Date Published: January 18, 2010
Publisher: Public Library of Science
Author(s): Stephanie L. Sansom, Vimalanand S. Prabhu, Angela B. Hutchinson, Qian An, H. Irene Hall, Ram K. Shrestha, Arielle Lasry, Allan W. Taylor, Patricia Kissinger. http://doi.org/10.1371/journal.pone.0008723
Abstract: HIV incidence was substantially lower among circumcised versus uncircumcised heterosexual African men in three clinical trials. Based on those findings, we modeled the potential effect of newborn male circumcision on a U.S. male’s lifetime risk of HIV, including associated costs and quality-adjusted life-years saved.
Partial Text: Three randomized, controlled clinical trials conducted in South Africa, Kenya, and Uganda found that medical circumcision in men reduced participants’ risk of HIV infection –. In these studies, men who had been randomly assigned to the circumcision group had a lower (60% in South Africa, 53% in Kenya, and 51% in Uganda) incidence of HIV infection compared with men assigned to the wait list group to be circumcised at the end of the study. In a per protocol analysis, men who had been circumcised had a 76% (South Africa), 60% (Kenya), and 55% (Uganda) reduction in risk of HIV infection compared to those who were not circumcised. In Kenya, efficacy increased to 64% when the follow-up period was extended from 24 to 42 months (Bailey RC, Moses S, Parker CB, Agot K, Maclean I, et al. The protective effect of male circumcision is sustained for at least 42 months: results from the Kisumu, Kenya trial. XVII International AIDS Conference. Aug. 3–8, 2008. Mexico City, Mexico.).

================================

> **PARTS OF THE EXERCISE**
1. Could you update the stretch of the circumcision study record from "Date Published: January" through "quality-adjusted life-years saved.", putting "infant" in place of "newborn"?
2. In the circumcision study record, what did efficacy in Kenya increase to when follow-up was extended from 24 to 42 months?

================================

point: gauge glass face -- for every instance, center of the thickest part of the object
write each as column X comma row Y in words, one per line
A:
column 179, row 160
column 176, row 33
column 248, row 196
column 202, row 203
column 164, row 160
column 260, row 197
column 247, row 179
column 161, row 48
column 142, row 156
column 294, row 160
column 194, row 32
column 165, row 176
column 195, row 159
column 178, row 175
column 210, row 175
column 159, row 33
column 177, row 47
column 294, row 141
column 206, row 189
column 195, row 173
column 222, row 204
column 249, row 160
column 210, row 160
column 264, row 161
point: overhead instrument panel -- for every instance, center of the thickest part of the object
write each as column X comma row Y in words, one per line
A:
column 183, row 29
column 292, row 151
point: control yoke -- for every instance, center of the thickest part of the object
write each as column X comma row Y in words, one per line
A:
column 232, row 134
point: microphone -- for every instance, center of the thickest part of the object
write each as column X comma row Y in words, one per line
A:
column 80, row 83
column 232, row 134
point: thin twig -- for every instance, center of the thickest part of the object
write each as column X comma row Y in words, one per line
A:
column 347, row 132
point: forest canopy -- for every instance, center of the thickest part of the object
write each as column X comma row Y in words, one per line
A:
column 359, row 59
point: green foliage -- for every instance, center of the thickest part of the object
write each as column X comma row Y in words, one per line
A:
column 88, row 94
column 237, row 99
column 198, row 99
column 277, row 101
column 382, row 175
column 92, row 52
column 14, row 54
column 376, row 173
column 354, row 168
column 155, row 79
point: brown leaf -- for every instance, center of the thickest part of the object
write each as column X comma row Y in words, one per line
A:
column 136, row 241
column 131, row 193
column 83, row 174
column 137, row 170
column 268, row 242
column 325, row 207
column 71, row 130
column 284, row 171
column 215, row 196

================================

> **SOLUTION SET**
1.
Date Published: January 18, 2010
Publisher: Public Library of Science
Author(s): Stephanie L. Sansom, Vimalanand S. Prabhu, Angela B. Hutchinson, Qian An, H. Irene Hall, Ram K. Shrestha, Arielle Lasry, Allan W. Taylor, Patricia Kissinger. http://doi.org/10.1371/journal.pone.0008723
Abstract: HIV incidence was substantially lower among circumcised versus uncircumcised heterosexual African men in three clinical trials. Based on those findings, we modeled the potential effect of infant male circumcision on a U.S. male’s lifetime risk of HIV, including associated costs and quality-adjusted life-years saved.

2. 64%